───── Page excerpt ─────

Forty years ago, we were just beginning to consider how to integrate and effectively use the tools of two distinct scientific disciplines to answer fundamental questions about how genes influence risk of major chronic diseases such as type 2 diabetes, cardiovascular diseases, and common cancers. At the time, there was no reference human genome sequenced, and there were no public repositories of common haplotypes or single nucleotide polymorphic (SNP) markers, and there were no genome-wide association studies (GWAS). Here, we highlight the role of genetic epidemiology within the broader realm of epidemiology, and we discuss the strides made in our understanding the genetic control of complex disease that arose through critical advances in technology during this time frame. We then briefly discuss directions and challenges to be pursued in the future.
THE EARLY YEARS
Statistical, computational, and technological innovations in genetic epidemiology have set standards for reporting results and synthesizing knowledge not only for the field of epidemiology but also for other scientific fields. As genetic epidemiologists, we develop and apply statistically sound methods to identify genetic factors associated with disease, gather knowledge about underlying causal mechanisms using several different kinds of genetic data, and use this knowledge for improving public health, whether through prevention or intervention in controlling human diseases. Genetic epidemiology is still epidemiology—the study designs must still protect from recognized confounders or biases such as sampling, information, and ascertainment biases; population stratification (i.e., confounding by ancestry); and sample or specimen errors, and there must be transparent reporting of methods and analysis, as well as replication/validation to confirm findings (6).

───── Collected material ─────

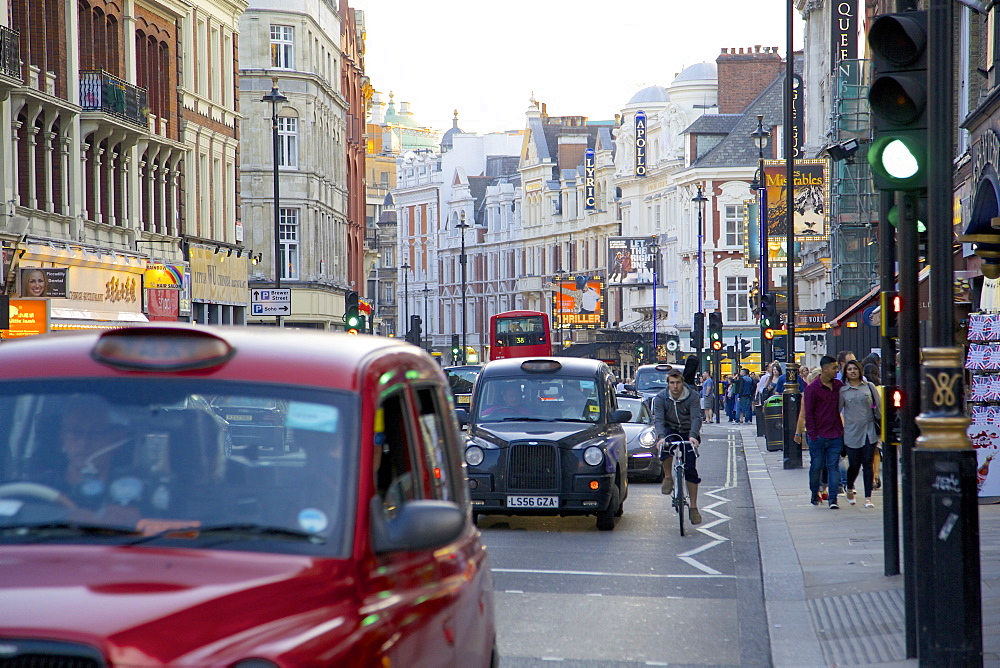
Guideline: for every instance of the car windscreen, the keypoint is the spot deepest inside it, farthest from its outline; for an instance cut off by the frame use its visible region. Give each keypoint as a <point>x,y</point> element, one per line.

─────

▶ [What to do]:
Repeat word for word the stretch of the genetic epidemiology excerpt from "Forty years ago, we" through "in the future.". The listing is separate material and bears no relation to the text on genetic epidemiology.

▶ [Written answer]:
Forty years ago, we were just beginning to consider how to integrate and effectively use the tools of two distinct scientific disciplines to answer fundamental questions about how genes influence risk of major chronic diseases such as type 2 diabetes, cardiovascular diseases, and common cancers. At the time, there was no reference human genome sequenced, and there were no public repositories of common haplotypes or single nucleotide polymorphic (SNP) markers, and there were no genome-wide association studies (GWAS). Here, we highlight the role of genetic epidemiology within the broader realm of epidemiology, and we discuss the strides made in our understanding the genetic control of complex disease that arose through critical advances in technology during this time frame. We then briefly discuss directions and challenges to be pursued in the future.